[Start of DATA SECTION]

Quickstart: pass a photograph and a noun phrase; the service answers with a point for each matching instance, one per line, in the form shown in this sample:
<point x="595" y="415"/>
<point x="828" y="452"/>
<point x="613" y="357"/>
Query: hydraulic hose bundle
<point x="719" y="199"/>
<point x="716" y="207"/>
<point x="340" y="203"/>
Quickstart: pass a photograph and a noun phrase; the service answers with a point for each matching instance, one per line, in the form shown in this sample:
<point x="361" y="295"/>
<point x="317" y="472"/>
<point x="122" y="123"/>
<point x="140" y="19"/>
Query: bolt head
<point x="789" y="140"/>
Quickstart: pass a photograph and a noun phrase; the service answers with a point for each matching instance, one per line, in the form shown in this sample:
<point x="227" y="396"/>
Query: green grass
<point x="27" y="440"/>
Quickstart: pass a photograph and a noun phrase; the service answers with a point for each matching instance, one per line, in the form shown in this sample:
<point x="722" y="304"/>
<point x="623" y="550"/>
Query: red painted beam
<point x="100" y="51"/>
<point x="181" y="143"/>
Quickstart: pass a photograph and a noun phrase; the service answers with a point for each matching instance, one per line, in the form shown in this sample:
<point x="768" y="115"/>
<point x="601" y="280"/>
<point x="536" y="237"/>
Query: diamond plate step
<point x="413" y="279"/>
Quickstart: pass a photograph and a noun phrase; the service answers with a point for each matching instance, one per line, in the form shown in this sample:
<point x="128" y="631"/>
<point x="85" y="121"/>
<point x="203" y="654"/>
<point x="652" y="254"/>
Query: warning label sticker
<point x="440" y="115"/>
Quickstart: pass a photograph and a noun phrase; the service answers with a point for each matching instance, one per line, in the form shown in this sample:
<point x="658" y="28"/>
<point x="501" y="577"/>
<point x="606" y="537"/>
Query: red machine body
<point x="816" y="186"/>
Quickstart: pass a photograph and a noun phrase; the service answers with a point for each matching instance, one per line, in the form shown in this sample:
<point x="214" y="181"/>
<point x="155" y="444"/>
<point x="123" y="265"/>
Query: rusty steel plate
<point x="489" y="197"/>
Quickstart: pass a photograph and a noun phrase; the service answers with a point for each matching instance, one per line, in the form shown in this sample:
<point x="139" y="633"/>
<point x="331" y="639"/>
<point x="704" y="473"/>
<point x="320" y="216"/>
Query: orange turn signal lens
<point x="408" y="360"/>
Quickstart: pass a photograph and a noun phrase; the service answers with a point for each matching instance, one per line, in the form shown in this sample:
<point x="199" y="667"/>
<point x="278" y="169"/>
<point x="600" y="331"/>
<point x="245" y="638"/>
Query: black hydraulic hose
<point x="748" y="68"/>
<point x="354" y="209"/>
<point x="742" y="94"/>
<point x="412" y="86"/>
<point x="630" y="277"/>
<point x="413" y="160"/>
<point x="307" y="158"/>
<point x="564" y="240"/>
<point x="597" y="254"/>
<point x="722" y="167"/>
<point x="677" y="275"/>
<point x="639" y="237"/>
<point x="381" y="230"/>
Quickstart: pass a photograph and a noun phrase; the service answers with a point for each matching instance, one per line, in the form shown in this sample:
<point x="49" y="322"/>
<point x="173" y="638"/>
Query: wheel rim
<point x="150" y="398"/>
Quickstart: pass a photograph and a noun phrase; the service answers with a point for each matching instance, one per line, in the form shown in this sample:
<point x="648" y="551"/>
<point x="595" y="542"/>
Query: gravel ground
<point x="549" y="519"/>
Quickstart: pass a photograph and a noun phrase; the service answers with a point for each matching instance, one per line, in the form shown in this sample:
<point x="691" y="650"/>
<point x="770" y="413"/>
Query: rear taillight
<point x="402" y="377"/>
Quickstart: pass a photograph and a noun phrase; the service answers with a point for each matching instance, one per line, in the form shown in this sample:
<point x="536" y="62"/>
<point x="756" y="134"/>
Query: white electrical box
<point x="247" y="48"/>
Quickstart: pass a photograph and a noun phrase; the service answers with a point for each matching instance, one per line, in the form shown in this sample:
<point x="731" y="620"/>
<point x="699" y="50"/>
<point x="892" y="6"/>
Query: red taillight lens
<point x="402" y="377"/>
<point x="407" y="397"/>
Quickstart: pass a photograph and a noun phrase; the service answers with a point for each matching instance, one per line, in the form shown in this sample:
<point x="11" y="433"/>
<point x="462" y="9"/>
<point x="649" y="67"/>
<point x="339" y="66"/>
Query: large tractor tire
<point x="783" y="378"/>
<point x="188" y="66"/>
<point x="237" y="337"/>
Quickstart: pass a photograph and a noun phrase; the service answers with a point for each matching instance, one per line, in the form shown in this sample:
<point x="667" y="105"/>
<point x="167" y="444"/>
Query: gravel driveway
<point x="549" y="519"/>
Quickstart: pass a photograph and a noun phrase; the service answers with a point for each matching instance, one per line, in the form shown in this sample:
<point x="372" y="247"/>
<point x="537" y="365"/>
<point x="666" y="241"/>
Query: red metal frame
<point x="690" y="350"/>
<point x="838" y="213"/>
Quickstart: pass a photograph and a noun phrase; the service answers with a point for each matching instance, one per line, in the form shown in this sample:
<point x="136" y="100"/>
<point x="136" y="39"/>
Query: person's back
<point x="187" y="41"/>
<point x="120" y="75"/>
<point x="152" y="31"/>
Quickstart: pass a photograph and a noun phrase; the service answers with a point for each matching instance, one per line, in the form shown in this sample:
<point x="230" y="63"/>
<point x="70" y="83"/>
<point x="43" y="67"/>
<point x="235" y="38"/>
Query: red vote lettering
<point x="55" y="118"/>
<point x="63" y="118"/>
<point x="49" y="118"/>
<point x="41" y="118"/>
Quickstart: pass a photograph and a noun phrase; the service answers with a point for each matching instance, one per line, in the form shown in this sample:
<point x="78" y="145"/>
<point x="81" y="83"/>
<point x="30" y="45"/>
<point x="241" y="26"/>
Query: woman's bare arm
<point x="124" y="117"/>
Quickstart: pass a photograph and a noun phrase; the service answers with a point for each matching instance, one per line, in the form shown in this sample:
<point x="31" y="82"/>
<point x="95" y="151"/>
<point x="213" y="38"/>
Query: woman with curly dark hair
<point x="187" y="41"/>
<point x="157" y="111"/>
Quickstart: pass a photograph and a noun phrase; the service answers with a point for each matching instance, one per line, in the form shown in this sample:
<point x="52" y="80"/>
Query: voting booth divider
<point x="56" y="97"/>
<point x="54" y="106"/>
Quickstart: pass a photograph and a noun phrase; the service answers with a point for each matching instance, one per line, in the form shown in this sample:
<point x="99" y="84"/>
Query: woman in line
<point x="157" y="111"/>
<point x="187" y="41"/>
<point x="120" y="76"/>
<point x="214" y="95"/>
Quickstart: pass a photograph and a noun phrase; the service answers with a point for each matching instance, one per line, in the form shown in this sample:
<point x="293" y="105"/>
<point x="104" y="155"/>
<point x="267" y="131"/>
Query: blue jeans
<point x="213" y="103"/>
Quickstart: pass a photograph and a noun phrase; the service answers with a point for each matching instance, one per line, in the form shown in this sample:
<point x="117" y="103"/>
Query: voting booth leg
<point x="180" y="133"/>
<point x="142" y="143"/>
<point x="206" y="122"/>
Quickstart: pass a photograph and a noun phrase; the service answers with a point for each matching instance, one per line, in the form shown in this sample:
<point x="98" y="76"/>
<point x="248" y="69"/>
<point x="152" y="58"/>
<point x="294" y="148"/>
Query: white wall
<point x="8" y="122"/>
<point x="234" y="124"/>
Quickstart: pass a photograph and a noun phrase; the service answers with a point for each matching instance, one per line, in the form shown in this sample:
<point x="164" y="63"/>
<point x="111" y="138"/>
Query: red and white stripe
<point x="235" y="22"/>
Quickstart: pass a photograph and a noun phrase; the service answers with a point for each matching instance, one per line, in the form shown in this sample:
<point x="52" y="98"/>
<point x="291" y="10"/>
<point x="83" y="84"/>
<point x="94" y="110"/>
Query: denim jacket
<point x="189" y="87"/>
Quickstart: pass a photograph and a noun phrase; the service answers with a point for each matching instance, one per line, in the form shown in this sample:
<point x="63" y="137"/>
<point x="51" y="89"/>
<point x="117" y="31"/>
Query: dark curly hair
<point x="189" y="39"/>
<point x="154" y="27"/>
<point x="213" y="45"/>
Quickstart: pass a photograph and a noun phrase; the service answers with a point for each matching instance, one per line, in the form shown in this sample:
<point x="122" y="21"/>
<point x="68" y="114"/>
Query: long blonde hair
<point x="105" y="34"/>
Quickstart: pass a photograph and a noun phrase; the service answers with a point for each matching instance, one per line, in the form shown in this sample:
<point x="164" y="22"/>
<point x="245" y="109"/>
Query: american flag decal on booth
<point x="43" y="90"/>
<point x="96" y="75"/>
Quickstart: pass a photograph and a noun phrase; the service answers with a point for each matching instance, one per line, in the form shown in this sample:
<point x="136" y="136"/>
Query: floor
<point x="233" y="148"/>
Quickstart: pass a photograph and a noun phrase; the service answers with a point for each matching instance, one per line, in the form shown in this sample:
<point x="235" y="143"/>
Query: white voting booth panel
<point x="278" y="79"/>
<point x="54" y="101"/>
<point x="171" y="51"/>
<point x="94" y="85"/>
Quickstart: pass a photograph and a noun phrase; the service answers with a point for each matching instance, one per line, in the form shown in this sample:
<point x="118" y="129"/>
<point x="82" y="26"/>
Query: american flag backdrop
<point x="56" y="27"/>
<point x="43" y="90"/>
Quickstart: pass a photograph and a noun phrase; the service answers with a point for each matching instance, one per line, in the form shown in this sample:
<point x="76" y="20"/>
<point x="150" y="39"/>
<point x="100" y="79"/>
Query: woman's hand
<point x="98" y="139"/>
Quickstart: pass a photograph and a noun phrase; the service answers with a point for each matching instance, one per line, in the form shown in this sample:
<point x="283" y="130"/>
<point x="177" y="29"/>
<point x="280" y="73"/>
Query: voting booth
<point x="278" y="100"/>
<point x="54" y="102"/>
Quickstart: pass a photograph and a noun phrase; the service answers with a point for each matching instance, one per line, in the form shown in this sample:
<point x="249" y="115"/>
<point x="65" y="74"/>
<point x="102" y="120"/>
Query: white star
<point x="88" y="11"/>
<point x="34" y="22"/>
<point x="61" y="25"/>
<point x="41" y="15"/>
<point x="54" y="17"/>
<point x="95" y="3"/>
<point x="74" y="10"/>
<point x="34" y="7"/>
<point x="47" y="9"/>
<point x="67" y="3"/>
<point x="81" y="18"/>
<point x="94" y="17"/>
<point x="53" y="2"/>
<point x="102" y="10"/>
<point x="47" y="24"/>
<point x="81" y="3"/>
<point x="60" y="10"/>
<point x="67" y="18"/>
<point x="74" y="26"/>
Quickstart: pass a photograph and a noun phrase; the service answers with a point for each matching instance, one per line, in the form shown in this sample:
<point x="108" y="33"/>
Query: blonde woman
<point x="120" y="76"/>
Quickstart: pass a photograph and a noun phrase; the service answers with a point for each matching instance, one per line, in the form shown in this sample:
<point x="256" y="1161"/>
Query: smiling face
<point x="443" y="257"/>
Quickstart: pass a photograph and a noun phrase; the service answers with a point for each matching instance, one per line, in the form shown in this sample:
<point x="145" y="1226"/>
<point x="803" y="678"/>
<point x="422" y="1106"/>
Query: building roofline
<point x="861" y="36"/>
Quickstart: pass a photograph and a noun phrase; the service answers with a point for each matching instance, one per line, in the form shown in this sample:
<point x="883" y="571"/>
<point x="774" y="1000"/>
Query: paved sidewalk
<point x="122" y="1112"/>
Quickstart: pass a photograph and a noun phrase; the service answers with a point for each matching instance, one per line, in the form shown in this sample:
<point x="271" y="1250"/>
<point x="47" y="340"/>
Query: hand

[End of DATA SECTION]

**EXERCISE DESCRIPTION**
Count the lines in the data above that contain the string "taillight", treating uppercase and lowercase letters as different. Give only the number.

**ANSWER TO THIS EXERCISE**
2